Coordinate annotation records:

######

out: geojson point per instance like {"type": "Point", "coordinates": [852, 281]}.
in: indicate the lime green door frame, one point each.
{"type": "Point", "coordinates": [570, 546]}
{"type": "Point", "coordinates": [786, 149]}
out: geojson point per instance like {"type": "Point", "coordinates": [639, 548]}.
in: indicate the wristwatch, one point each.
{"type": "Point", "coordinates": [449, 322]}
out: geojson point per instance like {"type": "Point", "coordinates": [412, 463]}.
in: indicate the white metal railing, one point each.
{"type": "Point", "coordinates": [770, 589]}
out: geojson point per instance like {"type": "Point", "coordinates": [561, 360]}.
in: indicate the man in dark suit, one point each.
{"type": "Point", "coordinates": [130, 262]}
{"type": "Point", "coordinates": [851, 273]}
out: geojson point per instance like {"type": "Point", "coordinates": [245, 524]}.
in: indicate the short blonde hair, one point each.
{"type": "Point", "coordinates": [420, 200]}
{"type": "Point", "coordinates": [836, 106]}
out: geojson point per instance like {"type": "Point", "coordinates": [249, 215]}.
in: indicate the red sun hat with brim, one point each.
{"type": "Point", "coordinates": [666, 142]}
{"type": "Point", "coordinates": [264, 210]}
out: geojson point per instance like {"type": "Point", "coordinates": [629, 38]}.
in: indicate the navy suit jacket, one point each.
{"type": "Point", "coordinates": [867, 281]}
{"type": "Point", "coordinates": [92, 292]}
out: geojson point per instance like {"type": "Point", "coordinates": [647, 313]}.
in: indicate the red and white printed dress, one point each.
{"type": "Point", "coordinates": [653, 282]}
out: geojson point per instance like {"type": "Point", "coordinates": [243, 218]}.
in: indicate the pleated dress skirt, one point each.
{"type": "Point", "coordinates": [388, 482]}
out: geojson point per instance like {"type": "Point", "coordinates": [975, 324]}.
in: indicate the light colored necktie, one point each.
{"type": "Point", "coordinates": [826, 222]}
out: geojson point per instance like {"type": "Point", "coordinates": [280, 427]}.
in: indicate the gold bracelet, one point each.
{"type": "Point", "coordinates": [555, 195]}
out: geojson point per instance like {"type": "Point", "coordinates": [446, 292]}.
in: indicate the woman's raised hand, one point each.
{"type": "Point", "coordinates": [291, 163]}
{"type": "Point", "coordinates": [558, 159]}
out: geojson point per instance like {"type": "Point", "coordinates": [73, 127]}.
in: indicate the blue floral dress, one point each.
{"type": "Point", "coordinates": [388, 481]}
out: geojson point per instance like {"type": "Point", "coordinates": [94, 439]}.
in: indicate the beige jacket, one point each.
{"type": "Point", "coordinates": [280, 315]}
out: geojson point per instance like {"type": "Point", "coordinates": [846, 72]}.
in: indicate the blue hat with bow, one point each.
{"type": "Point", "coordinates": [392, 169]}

######

Every entry above needs to be quoted exactly.

out: geojson point per instance like {"type": "Point", "coordinates": [852, 281]}.
in: indicate the lime green door frame, one point each.
{"type": "Point", "coordinates": [570, 546]}
{"type": "Point", "coordinates": [786, 149]}
out: geojson point per instance like {"type": "Point", "coordinates": [639, 548]}.
in: indicate the wristwatch, one point each.
{"type": "Point", "coordinates": [449, 322]}
out: geojson point per instance like {"type": "Point", "coordinates": [412, 463]}.
in: indicate the white metal railing, one point each.
{"type": "Point", "coordinates": [770, 589]}
out: geojson point per instance like {"type": "Point", "coordinates": [561, 360]}.
in: indicate the man in dark suit, one point each.
{"type": "Point", "coordinates": [130, 262]}
{"type": "Point", "coordinates": [851, 273]}
out: geojson point per instance like {"type": "Point", "coordinates": [245, 524]}.
in: indicate the short blonde hair, one point each.
{"type": "Point", "coordinates": [420, 200]}
{"type": "Point", "coordinates": [836, 106]}
out: geojson point per instance like {"type": "Point", "coordinates": [249, 215]}.
in: indicate the red sun hat with brim, one point each.
{"type": "Point", "coordinates": [666, 142]}
{"type": "Point", "coordinates": [264, 210]}
out: geojson point per instance like {"type": "Point", "coordinates": [629, 38]}.
in: indicate the navy suit jacket, one point each.
{"type": "Point", "coordinates": [867, 281]}
{"type": "Point", "coordinates": [92, 292]}
out: geojson point per instance like {"type": "Point", "coordinates": [647, 313]}.
in: indicate the red and white printed dress, one point each.
{"type": "Point", "coordinates": [653, 282]}
out: geojson point per instance like {"type": "Point", "coordinates": [243, 218]}.
in: indicate the pleated dress skirt, one point each.
{"type": "Point", "coordinates": [388, 482]}
out: geojson point per instance like {"type": "Point", "coordinates": [975, 324]}.
in: indicate the light colored necktie, one point each.
{"type": "Point", "coordinates": [826, 222]}
out: geojson point per instance like {"type": "Point", "coordinates": [280, 427]}.
in: indicate the gold bracelet, one point each.
{"type": "Point", "coordinates": [555, 195]}
out: geojson point per instance like {"type": "Point", "coordinates": [446, 292]}.
in: indicate the woman's raised hand, one point each.
{"type": "Point", "coordinates": [291, 163]}
{"type": "Point", "coordinates": [558, 159]}
out: geojson point per instance like {"type": "Point", "coordinates": [73, 127]}.
in: indicate the blue floral dress, one point each.
{"type": "Point", "coordinates": [388, 481]}
out: geojson point per instance like {"type": "Point", "coordinates": [94, 439]}.
in: indicate the beige jacket, one point each.
{"type": "Point", "coordinates": [280, 315]}
out: geojson point per instance like {"type": "Point", "coordinates": [846, 72]}.
in: indicate the blue hat with bow, one point each.
{"type": "Point", "coordinates": [392, 169]}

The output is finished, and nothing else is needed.